What is required — Below are the records; copy every line in them that holds the string "traffic".

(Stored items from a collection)
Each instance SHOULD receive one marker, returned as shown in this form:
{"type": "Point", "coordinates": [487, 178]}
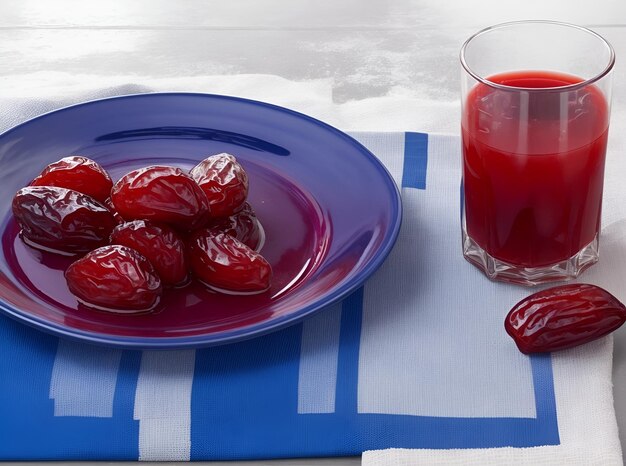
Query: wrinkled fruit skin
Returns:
{"type": "Point", "coordinates": [78, 173]}
{"type": "Point", "coordinates": [223, 262]}
{"type": "Point", "coordinates": [161, 194]}
{"type": "Point", "coordinates": [563, 317]}
{"type": "Point", "coordinates": [116, 216]}
{"type": "Point", "coordinates": [243, 225]}
{"type": "Point", "coordinates": [115, 278]}
{"type": "Point", "coordinates": [224, 181]}
{"type": "Point", "coordinates": [159, 244]}
{"type": "Point", "coordinates": [61, 219]}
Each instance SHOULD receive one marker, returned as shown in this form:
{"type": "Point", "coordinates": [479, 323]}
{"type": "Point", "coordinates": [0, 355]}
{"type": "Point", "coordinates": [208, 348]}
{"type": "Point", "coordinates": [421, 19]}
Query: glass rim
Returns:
{"type": "Point", "coordinates": [569, 87]}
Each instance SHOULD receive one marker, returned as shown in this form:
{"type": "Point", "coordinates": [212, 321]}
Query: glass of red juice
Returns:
{"type": "Point", "coordinates": [535, 118]}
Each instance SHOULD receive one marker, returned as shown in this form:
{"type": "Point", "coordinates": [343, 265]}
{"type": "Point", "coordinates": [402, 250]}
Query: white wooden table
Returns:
{"type": "Point", "coordinates": [365, 49]}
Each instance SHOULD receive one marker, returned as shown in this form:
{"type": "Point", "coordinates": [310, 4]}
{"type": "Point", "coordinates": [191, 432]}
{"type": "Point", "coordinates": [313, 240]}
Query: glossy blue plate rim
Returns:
{"type": "Point", "coordinates": [245, 333]}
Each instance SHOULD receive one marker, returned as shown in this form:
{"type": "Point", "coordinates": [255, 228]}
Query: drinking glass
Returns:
{"type": "Point", "coordinates": [535, 116]}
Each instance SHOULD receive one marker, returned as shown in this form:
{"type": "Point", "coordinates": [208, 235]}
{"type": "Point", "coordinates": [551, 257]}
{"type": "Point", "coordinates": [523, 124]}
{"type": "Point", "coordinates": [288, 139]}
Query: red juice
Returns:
{"type": "Point", "coordinates": [534, 166]}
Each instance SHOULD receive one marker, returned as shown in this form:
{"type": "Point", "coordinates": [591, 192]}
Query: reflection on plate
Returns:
{"type": "Point", "coordinates": [330, 210]}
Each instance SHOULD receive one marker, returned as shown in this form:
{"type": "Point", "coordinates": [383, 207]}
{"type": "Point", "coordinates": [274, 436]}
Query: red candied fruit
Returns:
{"type": "Point", "coordinates": [224, 181]}
{"type": "Point", "coordinates": [161, 194]}
{"type": "Point", "coordinates": [244, 225]}
{"type": "Point", "coordinates": [115, 278]}
{"type": "Point", "coordinates": [61, 219]}
{"type": "Point", "coordinates": [159, 244]}
{"type": "Point", "coordinates": [78, 173]}
{"type": "Point", "coordinates": [226, 264]}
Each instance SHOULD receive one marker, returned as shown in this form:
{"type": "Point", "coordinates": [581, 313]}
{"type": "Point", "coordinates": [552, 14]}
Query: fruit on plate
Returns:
{"type": "Point", "coordinates": [224, 181]}
{"type": "Point", "coordinates": [61, 219]}
{"type": "Point", "coordinates": [161, 194]}
{"type": "Point", "coordinates": [78, 173]}
{"type": "Point", "coordinates": [115, 278]}
{"type": "Point", "coordinates": [243, 225]}
{"type": "Point", "coordinates": [155, 228]}
{"type": "Point", "coordinates": [563, 317]}
{"type": "Point", "coordinates": [226, 264]}
{"type": "Point", "coordinates": [160, 244]}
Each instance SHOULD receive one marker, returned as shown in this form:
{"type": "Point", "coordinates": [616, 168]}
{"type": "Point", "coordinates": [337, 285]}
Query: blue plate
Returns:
{"type": "Point", "coordinates": [330, 210]}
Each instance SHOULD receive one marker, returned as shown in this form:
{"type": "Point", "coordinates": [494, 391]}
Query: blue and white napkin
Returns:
{"type": "Point", "coordinates": [413, 368]}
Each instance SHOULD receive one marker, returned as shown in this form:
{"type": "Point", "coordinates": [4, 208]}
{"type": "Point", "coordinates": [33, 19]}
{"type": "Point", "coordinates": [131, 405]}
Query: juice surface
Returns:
{"type": "Point", "coordinates": [533, 166]}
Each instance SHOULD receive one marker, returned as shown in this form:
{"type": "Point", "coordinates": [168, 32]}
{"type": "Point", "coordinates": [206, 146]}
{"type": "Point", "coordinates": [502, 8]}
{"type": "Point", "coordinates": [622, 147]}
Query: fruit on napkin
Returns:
{"type": "Point", "coordinates": [160, 244]}
{"type": "Point", "coordinates": [224, 181]}
{"type": "Point", "coordinates": [61, 219]}
{"type": "Point", "coordinates": [78, 173]}
{"type": "Point", "coordinates": [115, 278]}
{"type": "Point", "coordinates": [563, 317]}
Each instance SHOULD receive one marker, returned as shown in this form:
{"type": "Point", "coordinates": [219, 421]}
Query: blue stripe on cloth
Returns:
{"type": "Point", "coordinates": [415, 160]}
{"type": "Point", "coordinates": [28, 427]}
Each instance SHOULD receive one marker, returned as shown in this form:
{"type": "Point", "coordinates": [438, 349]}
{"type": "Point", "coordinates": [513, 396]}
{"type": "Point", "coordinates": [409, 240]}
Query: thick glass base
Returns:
{"type": "Point", "coordinates": [499, 270]}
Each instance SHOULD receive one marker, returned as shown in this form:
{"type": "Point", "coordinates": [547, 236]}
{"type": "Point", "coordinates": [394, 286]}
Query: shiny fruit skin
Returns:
{"type": "Point", "coordinates": [160, 244]}
{"type": "Point", "coordinates": [115, 278]}
{"type": "Point", "coordinates": [563, 317]}
{"type": "Point", "coordinates": [224, 181]}
{"type": "Point", "coordinates": [225, 263]}
{"type": "Point", "coordinates": [243, 225]}
{"type": "Point", "coordinates": [61, 219]}
{"type": "Point", "coordinates": [161, 194]}
{"type": "Point", "coordinates": [78, 173]}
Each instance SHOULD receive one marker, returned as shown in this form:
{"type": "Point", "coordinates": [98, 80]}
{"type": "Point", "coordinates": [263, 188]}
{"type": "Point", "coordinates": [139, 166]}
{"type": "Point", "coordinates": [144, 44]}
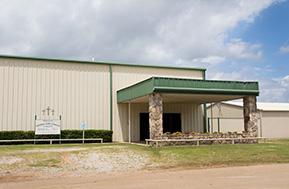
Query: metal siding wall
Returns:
{"type": "Point", "coordinates": [275, 124]}
{"type": "Point", "coordinates": [79, 92]}
{"type": "Point", "coordinates": [124, 76]}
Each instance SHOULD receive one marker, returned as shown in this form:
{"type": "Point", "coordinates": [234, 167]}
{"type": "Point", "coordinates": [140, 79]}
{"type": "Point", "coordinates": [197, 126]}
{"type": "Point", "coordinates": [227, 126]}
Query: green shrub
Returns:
{"type": "Point", "coordinates": [65, 134]}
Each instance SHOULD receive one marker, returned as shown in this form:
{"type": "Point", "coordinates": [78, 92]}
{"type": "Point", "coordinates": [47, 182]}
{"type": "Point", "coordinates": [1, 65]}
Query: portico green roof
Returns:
{"type": "Point", "coordinates": [191, 86]}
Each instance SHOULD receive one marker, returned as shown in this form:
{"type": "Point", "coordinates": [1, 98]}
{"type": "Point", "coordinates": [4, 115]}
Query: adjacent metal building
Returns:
{"type": "Point", "coordinates": [102, 94]}
{"type": "Point", "coordinates": [273, 118]}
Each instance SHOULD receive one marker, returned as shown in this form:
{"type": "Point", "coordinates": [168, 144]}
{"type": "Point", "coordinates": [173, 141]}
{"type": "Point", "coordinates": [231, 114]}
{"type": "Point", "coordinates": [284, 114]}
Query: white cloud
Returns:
{"type": "Point", "coordinates": [242, 50]}
{"type": "Point", "coordinates": [284, 49]}
{"type": "Point", "coordinates": [284, 82]}
{"type": "Point", "coordinates": [131, 31]}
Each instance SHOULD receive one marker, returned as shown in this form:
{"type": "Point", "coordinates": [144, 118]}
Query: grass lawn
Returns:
{"type": "Point", "coordinates": [273, 151]}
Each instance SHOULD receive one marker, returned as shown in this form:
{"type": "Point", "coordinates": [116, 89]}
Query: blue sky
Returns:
{"type": "Point", "coordinates": [270, 29]}
{"type": "Point", "coordinates": [234, 40]}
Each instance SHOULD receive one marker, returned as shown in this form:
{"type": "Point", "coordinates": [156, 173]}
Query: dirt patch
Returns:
{"type": "Point", "coordinates": [9, 160]}
{"type": "Point", "coordinates": [54, 150]}
{"type": "Point", "coordinates": [217, 178]}
{"type": "Point", "coordinates": [106, 162]}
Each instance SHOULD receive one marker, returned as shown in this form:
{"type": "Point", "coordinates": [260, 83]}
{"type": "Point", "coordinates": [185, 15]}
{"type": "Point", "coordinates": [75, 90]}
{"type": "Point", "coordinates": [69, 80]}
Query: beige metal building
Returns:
{"type": "Point", "coordinates": [106, 95]}
{"type": "Point", "coordinates": [273, 118]}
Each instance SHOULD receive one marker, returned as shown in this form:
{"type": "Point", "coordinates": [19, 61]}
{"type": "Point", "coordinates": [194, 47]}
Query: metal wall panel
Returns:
{"type": "Point", "coordinates": [78, 92]}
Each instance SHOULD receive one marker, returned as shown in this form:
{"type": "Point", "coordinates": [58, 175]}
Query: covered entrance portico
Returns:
{"type": "Point", "coordinates": [159, 91]}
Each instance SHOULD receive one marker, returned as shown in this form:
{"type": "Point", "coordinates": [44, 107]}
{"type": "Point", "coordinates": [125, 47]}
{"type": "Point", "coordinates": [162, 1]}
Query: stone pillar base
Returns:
{"type": "Point", "coordinates": [155, 115]}
{"type": "Point", "coordinates": [250, 116]}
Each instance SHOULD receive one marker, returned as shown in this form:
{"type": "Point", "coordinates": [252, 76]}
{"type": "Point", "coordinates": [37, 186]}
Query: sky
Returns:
{"type": "Point", "coordinates": [234, 40]}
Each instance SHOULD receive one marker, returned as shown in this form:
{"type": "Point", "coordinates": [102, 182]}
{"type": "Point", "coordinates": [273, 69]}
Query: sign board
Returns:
{"type": "Point", "coordinates": [83, 125]}
{"type": "Point", "coordinates": [47, 127]}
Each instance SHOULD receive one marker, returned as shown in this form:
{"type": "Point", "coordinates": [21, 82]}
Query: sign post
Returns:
{"type": "Point", "coordinates": [83, 126]}
{"type": "Point", "coordinates": [48, 125]}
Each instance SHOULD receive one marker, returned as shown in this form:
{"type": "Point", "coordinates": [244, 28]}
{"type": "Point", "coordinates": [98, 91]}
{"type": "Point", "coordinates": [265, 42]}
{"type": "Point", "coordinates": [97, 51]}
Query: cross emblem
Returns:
{"type": "Point", "coordinates": [48, 110]}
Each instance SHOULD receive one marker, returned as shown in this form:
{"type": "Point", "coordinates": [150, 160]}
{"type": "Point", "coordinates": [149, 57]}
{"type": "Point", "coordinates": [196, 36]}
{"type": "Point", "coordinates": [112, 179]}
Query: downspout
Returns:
{"type": "Point", "coordinates": [205, 109]}
{"type": "Point", "coordinates": [110, 96]}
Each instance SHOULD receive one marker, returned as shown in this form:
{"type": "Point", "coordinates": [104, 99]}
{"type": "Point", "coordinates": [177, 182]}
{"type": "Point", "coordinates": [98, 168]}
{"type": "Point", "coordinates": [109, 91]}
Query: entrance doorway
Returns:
{"type": "Point", "coordinates": [171, 123]}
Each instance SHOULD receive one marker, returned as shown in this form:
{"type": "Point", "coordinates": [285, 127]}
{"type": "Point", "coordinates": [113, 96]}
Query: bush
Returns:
{"type": "Point", "coordinates": [65, 134]}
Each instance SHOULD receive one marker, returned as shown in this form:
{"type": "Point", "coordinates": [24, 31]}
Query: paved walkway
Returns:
{"type": "Point", "coordinates": [261, 176]}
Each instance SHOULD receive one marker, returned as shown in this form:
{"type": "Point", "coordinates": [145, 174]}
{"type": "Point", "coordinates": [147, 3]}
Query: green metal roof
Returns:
{"type": "Point", "coordinates": [193, 86]}
{"type": "Point", "coordinates": [99, 62]}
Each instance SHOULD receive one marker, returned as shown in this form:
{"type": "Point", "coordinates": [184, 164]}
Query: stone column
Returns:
{"type": "Point", "coordinates": [250, 116]}
{"type": "Point", "coordinates": [156, 115]}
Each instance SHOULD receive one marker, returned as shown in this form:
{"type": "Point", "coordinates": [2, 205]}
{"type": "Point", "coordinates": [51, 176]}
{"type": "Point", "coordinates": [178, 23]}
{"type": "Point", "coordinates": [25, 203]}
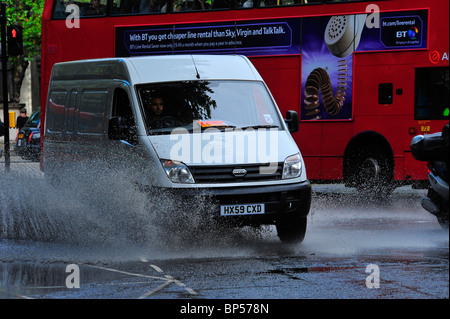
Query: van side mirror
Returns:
{"type": "Point", "coordinates": [292, 121]}
{"type": "Point", "coordinates": [118, 129]}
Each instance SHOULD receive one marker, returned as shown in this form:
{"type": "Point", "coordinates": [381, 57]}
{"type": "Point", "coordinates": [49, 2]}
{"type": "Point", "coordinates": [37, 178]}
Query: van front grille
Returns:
{"type": "Point", "coordinates": [236, 173]}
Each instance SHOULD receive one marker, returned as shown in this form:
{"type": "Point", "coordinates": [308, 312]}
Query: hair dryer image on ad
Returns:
{"type": "Point", "coordinates": [327, 65]}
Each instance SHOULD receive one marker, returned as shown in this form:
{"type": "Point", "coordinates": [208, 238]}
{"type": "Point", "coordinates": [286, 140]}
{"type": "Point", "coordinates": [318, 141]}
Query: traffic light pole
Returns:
{"type": "Point", "coordinates": [5, 85]}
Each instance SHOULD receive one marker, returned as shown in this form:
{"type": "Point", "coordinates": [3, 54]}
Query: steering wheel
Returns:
{"type": "Point", "coordinates": [169, 121]}
{"type": "Point", "coordinates": [164, 122]}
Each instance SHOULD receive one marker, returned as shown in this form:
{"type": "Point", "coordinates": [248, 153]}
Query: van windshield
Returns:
{"type": "Point", "coordinates": [197, 105]}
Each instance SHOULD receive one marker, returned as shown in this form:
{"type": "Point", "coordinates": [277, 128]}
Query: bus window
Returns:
{"type": "Point", "coordinates": [385, 93]}
{"type": "Point", "coordinates": [139, 6]}
{"type": "Point", "coordinates": [431, 94]}
{"type": "Point", "coordinates": [92, 8]}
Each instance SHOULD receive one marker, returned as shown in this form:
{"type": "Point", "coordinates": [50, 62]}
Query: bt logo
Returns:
{"type": "Point", "coordinates": [412, 33]}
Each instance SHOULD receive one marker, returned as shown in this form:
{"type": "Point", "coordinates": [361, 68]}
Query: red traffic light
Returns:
{"type": "Point", "coordinates": [15, 42]}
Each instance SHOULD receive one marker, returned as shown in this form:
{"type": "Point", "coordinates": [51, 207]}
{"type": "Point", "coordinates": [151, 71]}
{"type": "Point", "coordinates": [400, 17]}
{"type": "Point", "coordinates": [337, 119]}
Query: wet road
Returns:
{"type": "Point", "coordinates": [354, 249]}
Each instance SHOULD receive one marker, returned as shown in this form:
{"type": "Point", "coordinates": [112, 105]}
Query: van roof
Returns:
{"type": "Point", "coordinates": [163, 68]}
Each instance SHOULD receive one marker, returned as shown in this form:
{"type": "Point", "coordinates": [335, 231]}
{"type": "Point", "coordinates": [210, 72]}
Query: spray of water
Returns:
{"type": "Point", "coordinates": [102, 207]}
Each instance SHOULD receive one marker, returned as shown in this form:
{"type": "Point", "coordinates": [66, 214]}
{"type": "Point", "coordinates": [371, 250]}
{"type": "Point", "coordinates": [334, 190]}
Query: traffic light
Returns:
{"type": "Point", "coordinates": [15, 40]}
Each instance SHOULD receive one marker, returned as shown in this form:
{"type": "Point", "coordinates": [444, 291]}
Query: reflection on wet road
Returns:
{"type": "Point", "coordinates": [349, 241]}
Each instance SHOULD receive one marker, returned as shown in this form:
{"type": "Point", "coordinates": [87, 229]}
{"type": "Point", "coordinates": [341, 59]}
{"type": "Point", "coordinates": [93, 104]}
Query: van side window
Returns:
{"type": "Point", "coordinates": [122, 106]}
{"type": "Point", "coordinates": [93, 105]}
{"type": "Point", "coordinates": [71, 111]}
{"type": "Point", "coordinates": [56, 110]}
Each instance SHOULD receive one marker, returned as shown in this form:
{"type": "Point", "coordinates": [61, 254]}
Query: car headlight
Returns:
{"type": "Point", "coordinates": [177, 172]}
{"type": "Point", "coordinates": [292, 167]}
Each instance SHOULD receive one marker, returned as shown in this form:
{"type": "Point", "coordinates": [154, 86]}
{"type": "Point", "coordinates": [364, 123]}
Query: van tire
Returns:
{"type": "Point", "coordinates": [291, 231]}
{"type": "Point", "coordinates": [373, 174]}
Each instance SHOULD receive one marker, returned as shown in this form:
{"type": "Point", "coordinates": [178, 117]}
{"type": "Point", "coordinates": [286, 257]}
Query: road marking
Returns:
{"type": "Point", "coordinates": [167, 278]}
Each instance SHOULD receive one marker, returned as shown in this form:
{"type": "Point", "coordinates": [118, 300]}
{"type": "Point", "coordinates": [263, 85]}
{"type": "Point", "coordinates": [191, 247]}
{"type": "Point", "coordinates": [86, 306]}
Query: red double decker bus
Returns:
{"type": "Point", "coordinates": [364, 76]}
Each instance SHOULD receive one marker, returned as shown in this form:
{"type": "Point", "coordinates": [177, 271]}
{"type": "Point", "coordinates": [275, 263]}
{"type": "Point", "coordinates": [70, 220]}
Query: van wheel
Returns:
{"type": "Point", "coordinates": [292, 231]}
{"type": "Point", "coordinates": [373, 172]}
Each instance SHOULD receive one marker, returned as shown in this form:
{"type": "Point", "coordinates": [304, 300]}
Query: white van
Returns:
{"type": "Point", "coordinates": [190, 124]}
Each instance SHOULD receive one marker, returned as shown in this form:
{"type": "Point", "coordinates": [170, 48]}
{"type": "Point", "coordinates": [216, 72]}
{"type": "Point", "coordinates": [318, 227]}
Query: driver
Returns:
{"type": "Point", "coordinates": [156, 109]}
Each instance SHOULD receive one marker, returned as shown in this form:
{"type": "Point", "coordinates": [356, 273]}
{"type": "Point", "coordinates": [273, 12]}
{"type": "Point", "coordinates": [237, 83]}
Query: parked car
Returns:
{"type": "Point", "coordinates": [33, 145]}
{"type": "Point", "coordinates": [33, 124]}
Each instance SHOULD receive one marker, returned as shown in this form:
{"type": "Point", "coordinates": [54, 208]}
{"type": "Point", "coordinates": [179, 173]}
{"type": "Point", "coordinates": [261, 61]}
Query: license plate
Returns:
{"type": "Point", "coordinates": [240, 210]}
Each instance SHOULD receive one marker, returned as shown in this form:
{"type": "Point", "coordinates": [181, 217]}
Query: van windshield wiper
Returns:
{"type": "Point", "coordinates": [260, 126]}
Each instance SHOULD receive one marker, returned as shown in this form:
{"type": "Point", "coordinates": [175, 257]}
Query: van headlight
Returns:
{"type": "Point", "coordinates": [177, 172]}
{"type": "Point", "coordinates": [292, 167]}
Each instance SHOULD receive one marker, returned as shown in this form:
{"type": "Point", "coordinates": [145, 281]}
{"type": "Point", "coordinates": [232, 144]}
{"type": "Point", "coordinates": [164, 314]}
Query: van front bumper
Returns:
{"type": "Point", "coordinates": [281, 202]}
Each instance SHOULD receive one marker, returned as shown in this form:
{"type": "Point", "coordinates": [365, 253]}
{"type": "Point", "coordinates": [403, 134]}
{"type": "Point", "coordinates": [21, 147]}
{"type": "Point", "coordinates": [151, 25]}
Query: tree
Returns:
{"type": "Point", "coordinates": [28, 14]}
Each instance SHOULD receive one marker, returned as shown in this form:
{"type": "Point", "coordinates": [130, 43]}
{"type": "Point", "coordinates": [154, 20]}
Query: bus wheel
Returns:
{"type": "Point", "coordinates": [373, 173]}
{"type": "Point", "coordinates": [292, 231]}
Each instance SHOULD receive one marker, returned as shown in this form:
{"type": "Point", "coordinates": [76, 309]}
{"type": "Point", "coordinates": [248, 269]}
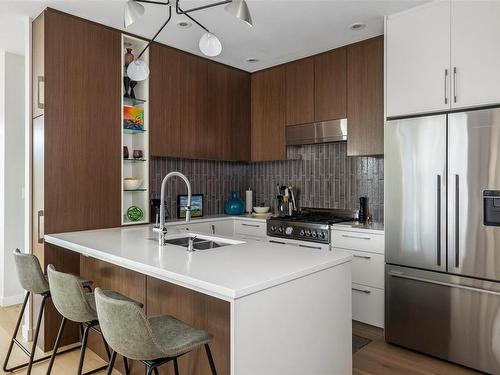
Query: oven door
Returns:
{"type": "Point", "coordinates": [303, 244]}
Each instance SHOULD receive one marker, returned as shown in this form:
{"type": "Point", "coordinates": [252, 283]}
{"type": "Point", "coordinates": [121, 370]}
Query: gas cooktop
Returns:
{"type": "Point", "coordinates": [310, 224]}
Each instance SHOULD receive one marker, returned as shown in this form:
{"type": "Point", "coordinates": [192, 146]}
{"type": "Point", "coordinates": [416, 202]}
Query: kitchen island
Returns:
{"type": "Point", "coordinates": [273, 309]}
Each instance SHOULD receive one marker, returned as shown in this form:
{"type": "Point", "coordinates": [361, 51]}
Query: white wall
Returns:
{"type": "Point", "coordinates": [12, 172]}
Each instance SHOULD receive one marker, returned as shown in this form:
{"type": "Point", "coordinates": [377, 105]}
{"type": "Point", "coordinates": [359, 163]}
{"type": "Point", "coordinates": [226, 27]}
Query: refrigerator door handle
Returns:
{"type": "Point", "coordinates": [438, 221]}
{"type": "Point", "coordinates": [457, 286]}
{"type": "Point", "coordinates": [457, 221]}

Written reply —
Query: traffic light pole
Query: red traffic light
Query: traffic light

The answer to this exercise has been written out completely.